Request
Please return every line of the material below that contains the string "teeth", and treat uppercase and lowercase as different.

Supplied material
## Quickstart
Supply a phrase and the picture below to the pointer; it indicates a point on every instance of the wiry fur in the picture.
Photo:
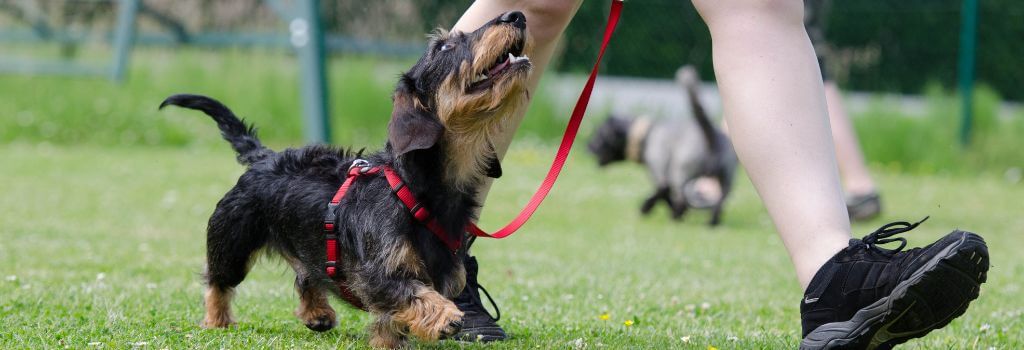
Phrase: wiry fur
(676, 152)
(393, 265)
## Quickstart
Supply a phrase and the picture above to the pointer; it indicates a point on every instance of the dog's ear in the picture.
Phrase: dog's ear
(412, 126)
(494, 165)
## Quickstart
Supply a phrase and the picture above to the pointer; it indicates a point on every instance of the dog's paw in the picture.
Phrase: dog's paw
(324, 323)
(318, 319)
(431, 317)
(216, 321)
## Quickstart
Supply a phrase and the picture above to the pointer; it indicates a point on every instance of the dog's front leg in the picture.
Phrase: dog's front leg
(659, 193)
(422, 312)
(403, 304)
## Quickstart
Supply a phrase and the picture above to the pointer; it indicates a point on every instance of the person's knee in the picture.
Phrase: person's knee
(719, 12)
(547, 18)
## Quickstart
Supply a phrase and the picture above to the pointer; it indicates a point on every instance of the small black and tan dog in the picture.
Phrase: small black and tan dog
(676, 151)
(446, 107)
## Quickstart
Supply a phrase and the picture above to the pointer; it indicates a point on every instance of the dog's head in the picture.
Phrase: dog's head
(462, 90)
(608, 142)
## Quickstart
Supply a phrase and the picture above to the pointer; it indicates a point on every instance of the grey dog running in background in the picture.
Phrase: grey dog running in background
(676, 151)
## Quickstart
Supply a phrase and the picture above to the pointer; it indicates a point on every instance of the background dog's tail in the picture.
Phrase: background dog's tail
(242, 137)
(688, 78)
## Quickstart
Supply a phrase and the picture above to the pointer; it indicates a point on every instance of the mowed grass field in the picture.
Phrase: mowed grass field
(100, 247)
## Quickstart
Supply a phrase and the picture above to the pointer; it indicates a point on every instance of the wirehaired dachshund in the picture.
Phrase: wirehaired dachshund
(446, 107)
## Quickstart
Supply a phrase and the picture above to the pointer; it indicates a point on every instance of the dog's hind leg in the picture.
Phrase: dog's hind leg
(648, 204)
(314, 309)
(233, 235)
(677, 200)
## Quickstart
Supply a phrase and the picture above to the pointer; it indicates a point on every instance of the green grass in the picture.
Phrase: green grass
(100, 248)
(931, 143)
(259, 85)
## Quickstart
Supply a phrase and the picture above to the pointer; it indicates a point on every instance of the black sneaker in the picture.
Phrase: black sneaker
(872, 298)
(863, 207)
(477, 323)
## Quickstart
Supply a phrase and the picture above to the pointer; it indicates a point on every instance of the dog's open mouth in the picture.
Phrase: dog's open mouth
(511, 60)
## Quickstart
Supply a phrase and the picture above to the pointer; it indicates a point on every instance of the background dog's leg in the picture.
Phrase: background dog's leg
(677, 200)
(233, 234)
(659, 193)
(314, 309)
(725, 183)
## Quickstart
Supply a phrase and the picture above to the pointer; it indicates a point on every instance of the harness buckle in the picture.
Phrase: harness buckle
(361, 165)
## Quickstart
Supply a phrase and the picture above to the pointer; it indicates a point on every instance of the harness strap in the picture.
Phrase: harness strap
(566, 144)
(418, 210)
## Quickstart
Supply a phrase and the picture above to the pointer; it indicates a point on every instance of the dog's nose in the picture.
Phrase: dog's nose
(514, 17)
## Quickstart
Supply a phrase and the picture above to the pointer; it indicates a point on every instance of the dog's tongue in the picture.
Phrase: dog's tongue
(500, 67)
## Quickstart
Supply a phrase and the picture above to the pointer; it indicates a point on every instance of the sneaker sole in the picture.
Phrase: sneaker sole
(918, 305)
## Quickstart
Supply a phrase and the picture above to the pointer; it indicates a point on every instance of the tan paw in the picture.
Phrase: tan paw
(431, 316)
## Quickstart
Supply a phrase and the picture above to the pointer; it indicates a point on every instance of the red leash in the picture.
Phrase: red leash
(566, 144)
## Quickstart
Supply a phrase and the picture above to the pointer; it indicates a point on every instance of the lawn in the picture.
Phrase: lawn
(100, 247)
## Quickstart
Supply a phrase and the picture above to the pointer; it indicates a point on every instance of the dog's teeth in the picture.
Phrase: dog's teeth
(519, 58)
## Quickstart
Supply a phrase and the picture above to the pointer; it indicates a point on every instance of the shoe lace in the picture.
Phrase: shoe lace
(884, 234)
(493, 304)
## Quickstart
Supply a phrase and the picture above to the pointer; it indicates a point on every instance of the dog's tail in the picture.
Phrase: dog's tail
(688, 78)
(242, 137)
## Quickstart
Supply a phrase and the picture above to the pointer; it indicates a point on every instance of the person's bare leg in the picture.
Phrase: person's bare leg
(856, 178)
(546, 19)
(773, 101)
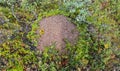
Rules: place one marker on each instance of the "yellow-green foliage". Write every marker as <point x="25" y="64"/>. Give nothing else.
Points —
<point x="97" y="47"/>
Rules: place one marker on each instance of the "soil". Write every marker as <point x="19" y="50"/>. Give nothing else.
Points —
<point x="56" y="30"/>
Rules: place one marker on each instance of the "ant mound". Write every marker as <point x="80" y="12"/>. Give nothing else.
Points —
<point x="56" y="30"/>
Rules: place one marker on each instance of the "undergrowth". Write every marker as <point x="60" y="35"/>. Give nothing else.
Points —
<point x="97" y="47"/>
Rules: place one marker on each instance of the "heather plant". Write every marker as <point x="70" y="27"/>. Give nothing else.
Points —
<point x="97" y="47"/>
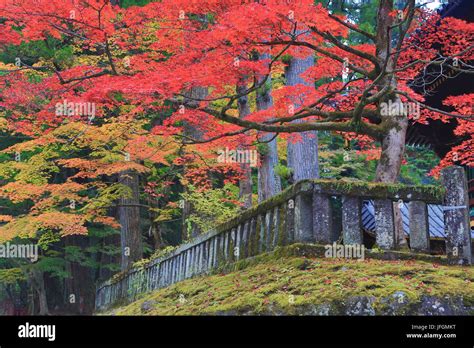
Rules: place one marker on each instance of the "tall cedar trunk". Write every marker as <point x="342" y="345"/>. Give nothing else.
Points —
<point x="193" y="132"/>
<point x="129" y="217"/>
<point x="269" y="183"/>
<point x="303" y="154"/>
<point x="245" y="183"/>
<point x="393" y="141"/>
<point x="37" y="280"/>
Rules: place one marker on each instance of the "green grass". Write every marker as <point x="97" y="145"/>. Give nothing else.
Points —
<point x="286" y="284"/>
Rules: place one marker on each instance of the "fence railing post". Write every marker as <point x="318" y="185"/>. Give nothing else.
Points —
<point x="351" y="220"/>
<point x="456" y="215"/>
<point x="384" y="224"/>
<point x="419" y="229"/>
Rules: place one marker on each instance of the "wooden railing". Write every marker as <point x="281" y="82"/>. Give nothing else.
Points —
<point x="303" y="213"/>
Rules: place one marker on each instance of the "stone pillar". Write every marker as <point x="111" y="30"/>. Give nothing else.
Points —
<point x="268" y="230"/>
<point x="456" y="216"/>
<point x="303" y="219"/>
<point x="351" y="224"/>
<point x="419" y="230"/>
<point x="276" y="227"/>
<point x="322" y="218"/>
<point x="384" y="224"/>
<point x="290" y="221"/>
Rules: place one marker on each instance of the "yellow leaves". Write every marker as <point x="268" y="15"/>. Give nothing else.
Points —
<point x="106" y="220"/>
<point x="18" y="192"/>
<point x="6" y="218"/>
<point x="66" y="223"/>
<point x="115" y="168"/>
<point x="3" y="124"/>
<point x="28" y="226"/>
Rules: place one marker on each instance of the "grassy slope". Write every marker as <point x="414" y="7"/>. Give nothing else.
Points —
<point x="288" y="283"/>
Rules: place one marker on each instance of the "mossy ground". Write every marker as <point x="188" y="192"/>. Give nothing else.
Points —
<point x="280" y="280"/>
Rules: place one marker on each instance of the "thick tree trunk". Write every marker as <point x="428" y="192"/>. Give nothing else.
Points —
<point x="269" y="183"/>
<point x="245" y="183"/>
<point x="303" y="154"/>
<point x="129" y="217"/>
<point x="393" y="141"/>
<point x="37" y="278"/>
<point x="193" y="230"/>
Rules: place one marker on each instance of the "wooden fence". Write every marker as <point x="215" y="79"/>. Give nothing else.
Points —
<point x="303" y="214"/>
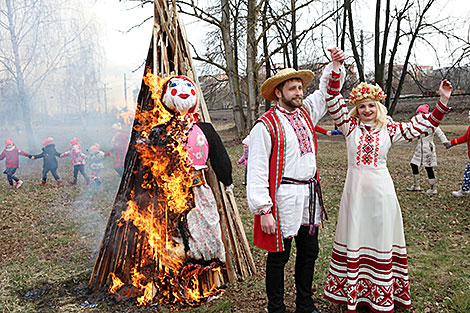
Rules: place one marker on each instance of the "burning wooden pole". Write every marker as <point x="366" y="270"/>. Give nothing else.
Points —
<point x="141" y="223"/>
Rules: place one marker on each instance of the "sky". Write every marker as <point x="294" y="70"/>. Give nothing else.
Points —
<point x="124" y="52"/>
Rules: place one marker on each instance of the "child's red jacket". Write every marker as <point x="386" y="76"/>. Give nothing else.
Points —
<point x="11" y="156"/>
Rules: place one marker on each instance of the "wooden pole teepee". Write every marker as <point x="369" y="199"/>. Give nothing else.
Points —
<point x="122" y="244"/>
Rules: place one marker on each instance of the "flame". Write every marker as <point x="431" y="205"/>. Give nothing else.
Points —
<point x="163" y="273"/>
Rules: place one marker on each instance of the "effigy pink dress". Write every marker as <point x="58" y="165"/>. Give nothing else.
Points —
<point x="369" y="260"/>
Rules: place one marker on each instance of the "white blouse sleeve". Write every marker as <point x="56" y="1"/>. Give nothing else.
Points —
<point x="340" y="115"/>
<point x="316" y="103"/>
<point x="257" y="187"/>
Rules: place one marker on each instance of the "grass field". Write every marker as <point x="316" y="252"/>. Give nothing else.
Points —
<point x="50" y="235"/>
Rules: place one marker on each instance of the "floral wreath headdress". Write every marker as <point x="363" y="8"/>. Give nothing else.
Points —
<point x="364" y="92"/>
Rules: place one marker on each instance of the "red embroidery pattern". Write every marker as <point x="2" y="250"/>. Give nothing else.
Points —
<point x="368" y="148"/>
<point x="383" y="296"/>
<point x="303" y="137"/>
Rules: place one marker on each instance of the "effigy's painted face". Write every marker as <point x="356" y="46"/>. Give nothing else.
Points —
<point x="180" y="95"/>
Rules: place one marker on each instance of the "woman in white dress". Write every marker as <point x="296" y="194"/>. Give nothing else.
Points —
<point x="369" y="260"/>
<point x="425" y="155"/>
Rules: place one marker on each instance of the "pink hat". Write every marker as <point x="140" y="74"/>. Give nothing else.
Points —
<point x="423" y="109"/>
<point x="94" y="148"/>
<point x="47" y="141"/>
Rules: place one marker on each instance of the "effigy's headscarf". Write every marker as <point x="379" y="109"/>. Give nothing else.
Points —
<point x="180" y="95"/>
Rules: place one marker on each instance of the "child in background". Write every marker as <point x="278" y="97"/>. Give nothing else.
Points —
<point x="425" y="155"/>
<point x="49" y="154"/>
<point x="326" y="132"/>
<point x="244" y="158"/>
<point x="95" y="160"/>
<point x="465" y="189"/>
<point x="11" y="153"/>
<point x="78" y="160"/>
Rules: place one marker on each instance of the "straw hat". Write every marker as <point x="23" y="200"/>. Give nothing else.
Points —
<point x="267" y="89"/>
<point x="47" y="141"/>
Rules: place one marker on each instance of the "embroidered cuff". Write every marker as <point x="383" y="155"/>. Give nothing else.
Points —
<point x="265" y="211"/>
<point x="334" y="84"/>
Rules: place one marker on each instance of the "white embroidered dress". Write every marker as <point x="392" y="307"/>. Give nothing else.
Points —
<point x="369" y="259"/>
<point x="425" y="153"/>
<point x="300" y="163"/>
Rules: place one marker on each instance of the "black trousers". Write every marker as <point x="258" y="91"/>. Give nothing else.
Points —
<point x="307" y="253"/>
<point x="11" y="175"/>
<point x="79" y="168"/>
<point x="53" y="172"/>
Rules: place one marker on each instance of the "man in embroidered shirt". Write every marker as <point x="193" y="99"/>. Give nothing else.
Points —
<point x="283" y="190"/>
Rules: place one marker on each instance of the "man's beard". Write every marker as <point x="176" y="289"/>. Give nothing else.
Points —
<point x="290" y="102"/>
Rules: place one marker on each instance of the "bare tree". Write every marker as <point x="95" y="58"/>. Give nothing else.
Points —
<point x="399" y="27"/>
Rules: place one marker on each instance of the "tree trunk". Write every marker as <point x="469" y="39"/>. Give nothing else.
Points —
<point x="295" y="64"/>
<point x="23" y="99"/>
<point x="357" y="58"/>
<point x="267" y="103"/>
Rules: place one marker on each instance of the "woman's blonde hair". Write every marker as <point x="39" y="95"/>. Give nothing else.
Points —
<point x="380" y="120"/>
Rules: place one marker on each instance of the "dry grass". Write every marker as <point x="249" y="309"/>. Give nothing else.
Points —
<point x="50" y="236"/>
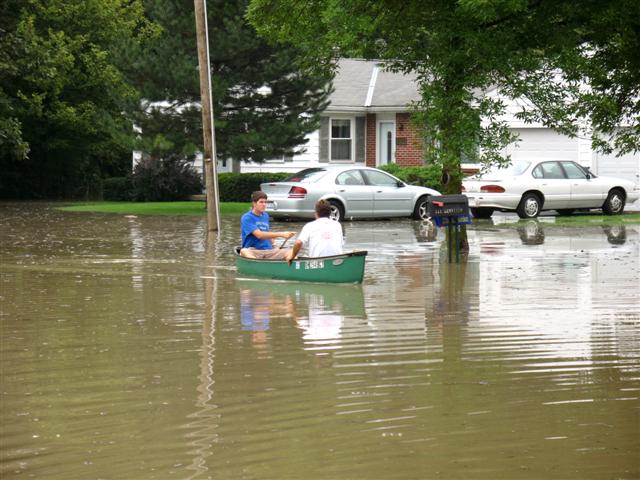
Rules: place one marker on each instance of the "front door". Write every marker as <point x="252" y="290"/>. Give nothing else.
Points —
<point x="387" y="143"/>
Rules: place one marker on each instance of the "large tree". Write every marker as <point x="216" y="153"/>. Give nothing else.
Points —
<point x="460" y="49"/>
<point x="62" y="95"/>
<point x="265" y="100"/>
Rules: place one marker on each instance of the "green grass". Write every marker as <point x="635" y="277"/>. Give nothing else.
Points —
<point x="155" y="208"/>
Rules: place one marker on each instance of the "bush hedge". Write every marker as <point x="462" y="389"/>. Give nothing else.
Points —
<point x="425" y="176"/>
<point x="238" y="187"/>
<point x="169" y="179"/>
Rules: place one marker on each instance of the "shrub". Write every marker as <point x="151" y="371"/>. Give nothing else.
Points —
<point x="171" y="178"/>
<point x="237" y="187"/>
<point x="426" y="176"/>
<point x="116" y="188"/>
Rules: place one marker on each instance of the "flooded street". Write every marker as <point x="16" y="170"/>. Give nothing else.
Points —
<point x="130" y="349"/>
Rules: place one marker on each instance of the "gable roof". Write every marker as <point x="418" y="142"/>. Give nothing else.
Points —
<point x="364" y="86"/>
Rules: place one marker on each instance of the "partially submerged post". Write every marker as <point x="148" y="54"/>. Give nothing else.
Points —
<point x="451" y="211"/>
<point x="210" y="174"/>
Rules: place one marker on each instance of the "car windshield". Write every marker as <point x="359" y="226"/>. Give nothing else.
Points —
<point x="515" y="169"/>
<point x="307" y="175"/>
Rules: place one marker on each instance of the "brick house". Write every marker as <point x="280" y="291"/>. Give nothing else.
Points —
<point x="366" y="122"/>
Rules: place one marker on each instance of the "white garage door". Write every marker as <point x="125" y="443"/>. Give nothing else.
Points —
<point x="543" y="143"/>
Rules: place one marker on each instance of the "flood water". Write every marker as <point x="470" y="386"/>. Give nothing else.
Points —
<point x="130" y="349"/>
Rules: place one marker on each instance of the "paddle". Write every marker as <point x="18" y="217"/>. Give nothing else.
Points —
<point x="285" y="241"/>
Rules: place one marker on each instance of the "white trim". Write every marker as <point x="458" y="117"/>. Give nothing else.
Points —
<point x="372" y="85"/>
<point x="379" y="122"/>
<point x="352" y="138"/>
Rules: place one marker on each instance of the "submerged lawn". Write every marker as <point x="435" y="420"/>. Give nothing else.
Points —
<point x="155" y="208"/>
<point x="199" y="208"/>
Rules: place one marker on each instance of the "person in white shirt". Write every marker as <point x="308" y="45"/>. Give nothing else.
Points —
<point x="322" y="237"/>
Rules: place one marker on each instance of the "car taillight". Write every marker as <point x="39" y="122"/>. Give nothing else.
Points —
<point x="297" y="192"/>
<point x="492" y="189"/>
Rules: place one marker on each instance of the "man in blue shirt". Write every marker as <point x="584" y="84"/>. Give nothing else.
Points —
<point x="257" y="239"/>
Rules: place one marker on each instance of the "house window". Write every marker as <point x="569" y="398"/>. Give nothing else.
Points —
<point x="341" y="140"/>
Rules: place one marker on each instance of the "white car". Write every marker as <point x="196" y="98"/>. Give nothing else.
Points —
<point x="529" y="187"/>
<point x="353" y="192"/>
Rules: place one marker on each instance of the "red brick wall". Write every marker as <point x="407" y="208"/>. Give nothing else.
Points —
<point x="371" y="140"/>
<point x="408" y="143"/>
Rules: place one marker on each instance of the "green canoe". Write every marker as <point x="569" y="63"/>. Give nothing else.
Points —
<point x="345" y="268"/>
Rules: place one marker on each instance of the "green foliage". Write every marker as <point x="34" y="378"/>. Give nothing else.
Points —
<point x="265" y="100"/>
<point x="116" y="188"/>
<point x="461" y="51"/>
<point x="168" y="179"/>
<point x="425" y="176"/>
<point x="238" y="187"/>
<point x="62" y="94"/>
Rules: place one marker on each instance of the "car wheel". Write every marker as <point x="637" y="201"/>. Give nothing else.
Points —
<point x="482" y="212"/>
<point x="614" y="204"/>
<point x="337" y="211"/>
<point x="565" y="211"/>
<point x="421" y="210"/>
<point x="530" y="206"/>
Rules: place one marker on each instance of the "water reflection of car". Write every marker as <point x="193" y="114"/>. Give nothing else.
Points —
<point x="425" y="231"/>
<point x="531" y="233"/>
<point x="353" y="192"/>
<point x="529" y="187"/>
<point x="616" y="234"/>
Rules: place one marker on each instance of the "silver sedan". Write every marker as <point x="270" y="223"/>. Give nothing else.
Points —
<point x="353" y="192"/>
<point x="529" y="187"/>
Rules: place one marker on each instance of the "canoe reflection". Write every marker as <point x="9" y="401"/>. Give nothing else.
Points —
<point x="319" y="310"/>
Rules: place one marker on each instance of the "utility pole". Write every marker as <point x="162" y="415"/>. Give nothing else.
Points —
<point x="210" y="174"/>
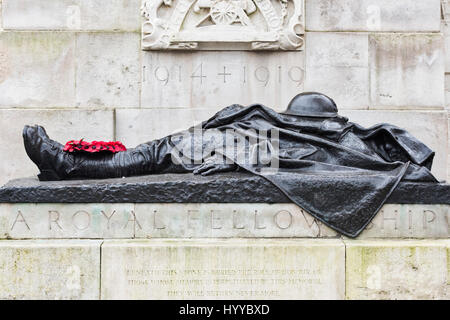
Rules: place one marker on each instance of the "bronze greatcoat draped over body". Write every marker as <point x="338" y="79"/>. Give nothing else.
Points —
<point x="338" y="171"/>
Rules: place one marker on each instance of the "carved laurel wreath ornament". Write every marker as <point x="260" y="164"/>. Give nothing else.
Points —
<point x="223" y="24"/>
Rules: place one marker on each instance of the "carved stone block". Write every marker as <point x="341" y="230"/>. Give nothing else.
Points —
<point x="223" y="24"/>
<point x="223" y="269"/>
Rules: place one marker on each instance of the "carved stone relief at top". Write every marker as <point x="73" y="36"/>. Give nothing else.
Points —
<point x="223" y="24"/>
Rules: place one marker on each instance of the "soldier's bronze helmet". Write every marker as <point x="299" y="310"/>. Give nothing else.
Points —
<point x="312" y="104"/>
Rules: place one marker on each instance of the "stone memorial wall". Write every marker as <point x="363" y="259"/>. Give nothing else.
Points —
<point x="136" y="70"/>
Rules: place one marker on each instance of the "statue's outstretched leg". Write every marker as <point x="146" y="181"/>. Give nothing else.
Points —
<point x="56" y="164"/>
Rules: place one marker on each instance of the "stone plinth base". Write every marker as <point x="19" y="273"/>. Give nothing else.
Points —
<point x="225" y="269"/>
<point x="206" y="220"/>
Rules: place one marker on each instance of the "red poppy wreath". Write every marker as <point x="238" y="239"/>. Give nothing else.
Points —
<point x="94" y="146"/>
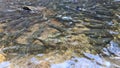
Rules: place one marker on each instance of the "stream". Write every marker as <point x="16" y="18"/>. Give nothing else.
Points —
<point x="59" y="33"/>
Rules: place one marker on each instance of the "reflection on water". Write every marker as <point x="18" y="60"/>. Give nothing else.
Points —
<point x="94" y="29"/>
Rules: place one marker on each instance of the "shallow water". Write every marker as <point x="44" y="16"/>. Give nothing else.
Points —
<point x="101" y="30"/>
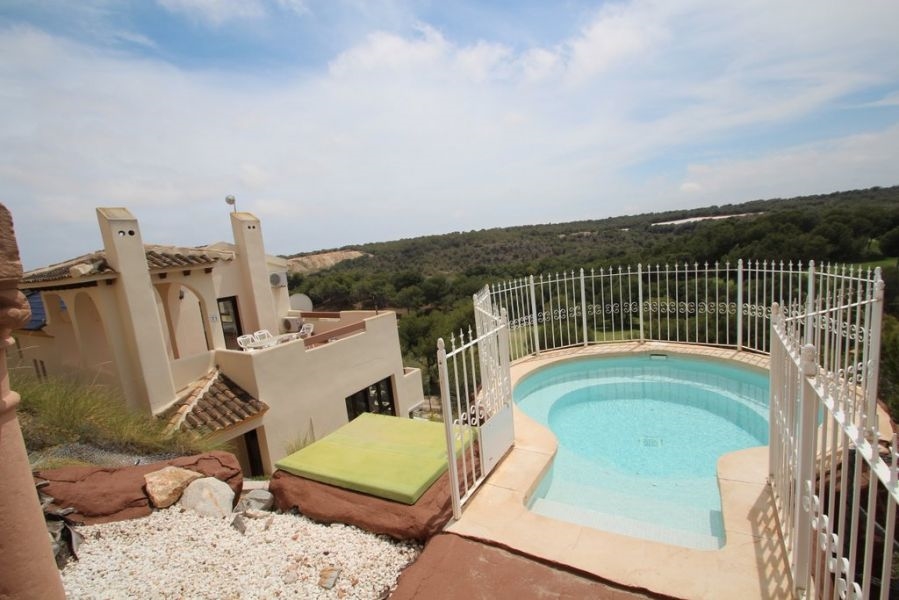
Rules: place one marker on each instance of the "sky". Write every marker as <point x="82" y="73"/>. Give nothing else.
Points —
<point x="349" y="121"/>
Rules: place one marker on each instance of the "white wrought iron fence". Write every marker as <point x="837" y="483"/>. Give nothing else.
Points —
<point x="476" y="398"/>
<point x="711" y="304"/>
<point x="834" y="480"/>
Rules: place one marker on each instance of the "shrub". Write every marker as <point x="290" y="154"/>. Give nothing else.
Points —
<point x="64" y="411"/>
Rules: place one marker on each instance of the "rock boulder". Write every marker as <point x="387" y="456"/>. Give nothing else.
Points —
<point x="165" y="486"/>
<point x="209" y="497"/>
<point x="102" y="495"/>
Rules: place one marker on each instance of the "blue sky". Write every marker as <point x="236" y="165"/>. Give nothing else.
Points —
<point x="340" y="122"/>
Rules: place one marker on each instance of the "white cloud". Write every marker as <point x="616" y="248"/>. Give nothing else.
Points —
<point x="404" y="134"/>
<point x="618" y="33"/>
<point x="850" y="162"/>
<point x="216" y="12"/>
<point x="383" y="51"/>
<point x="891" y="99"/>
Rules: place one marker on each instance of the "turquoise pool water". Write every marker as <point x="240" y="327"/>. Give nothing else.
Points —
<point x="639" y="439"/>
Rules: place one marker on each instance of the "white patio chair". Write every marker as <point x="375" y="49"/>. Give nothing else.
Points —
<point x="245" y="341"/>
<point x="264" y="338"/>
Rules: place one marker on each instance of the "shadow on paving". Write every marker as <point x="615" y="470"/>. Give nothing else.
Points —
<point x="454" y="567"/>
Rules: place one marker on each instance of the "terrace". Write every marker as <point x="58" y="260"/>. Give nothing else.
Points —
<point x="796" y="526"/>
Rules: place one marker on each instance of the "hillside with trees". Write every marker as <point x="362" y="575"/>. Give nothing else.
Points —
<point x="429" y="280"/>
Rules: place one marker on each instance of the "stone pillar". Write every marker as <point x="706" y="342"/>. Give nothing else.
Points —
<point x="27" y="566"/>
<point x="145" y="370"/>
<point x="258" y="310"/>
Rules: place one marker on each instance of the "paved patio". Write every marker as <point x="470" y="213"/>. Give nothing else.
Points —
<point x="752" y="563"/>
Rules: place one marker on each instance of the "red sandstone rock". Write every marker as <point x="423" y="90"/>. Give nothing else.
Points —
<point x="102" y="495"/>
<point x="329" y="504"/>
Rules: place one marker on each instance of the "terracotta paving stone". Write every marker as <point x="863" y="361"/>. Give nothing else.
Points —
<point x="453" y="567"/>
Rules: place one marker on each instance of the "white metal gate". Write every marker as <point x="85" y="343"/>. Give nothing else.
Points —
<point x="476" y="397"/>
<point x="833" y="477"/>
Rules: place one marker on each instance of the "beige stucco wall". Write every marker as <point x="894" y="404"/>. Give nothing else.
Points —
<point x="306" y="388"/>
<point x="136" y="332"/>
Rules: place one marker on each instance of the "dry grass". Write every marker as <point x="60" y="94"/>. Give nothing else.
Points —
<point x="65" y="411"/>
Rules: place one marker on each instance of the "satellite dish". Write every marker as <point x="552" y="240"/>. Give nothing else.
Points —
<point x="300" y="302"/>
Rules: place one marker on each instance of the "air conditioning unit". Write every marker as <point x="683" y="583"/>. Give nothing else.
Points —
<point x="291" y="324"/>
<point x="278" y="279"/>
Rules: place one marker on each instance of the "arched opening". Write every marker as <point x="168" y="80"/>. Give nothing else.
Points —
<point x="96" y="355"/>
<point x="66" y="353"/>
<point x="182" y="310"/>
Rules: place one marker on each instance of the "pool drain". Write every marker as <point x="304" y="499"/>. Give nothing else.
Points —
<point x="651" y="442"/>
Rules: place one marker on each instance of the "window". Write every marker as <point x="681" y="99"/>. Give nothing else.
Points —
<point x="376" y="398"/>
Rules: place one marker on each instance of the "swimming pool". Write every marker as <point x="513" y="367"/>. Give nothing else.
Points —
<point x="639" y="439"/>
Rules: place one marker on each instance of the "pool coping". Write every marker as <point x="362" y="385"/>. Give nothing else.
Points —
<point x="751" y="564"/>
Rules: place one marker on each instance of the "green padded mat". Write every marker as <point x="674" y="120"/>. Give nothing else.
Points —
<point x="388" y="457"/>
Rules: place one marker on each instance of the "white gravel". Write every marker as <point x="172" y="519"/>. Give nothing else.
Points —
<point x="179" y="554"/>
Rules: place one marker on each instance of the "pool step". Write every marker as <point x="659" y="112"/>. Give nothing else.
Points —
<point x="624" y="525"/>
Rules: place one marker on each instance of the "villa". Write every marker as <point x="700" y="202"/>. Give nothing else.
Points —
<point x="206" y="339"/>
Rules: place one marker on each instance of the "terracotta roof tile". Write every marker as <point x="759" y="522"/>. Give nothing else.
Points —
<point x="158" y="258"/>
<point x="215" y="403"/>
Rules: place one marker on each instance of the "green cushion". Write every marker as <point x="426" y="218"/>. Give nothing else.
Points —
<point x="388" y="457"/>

Result of the task
Supply a phrase and the picture above to the pointer; it indicates a point on every instance of the dog's teeth in the picture.
Phrase: dog's teeth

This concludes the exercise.